▸ **Text block**
Search code examples
scalaapache-sparkdatabricks

Using Spark to process multiple files in parallel without combining them at the end


I currently have a list of .txt.gz files that are .tsv in nature (I cannot control the source file format, and they're all >10GB) that I essentially need to read in, unzip, and write out to a destination file path in parquet format for later processing.

Each file is different in nature and shouldn't be combined - so I can't pass the full path.

Right now I have a simple UDF that does some preprocessing on any filename, reads it in, and then attempts to write it back out to the directory - I pass this UDF and a list of filenames to a .map function hoping that it gets spread out across executors...a simple example would be if I had 4 files and 4 executors each with 3 cores then each executor would get it's own file, and it would unzip/read in that file (ideally onto 3 partitions for one of each of the 3 cores), and then write it back out into parquet format

// Find a file, unzip it, partition and write to parquet with no filename extension
def unzip_and_write_delta(fileName:String, outFileDir:String) : Int = {
  val inFileDir:String = if (domino_source.contains(fileName)) mounted_source_filepath1 else mounted_source_filepath2
  val inFullPath:String = inFileDir.concat(fileName)
  
  val fileOutputName = fileName.replace(".txt.gz", "") //.replace(".rar", "")
  val outFullPath:String = outFileDir.concat(fileOutputName)

▸ **Given information**
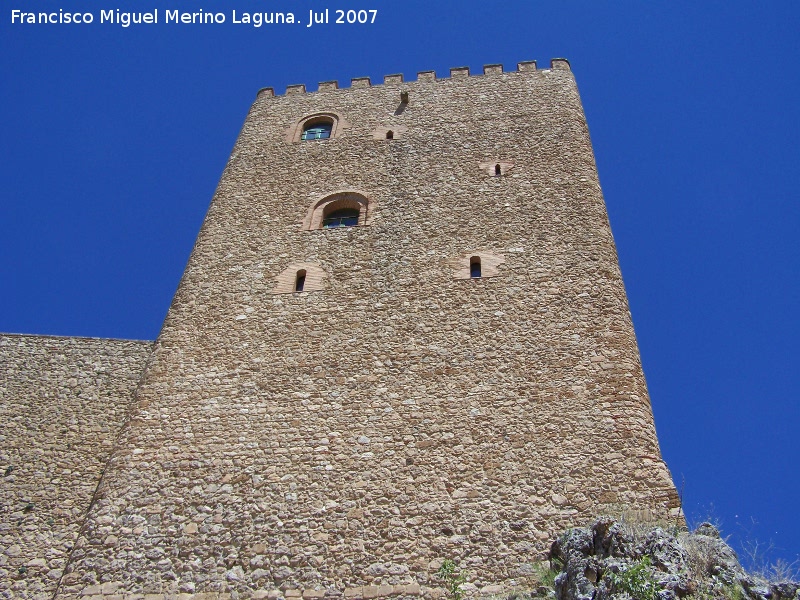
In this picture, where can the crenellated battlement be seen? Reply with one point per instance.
(561, 64)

▸ **Tasks to perform**
1) In the Spark thread, translate this sentence into Spanish: "Each file is different in nature and shouldn't be combined - so I can't pass the full path."
2) Based on the Spark thread, answer yes or no to each statement and quote the words that decide it: (a) Each of the files is larger than 10GB. (b) The writer can change the format of the source files. (c) The files are to be written out in parquet format.
The lines have no connection to the Spark thread.

▸ **Final answers**
1) Cada archivo es de naturaleza distinta y no debería combinarse, así que no puedo pasar la ruta completa.

2)
(a) Yes: "they're all >10GB"
(b) No: "I cannot control the source file format"
(c) Yes: "write out to a destination file path in parquet format"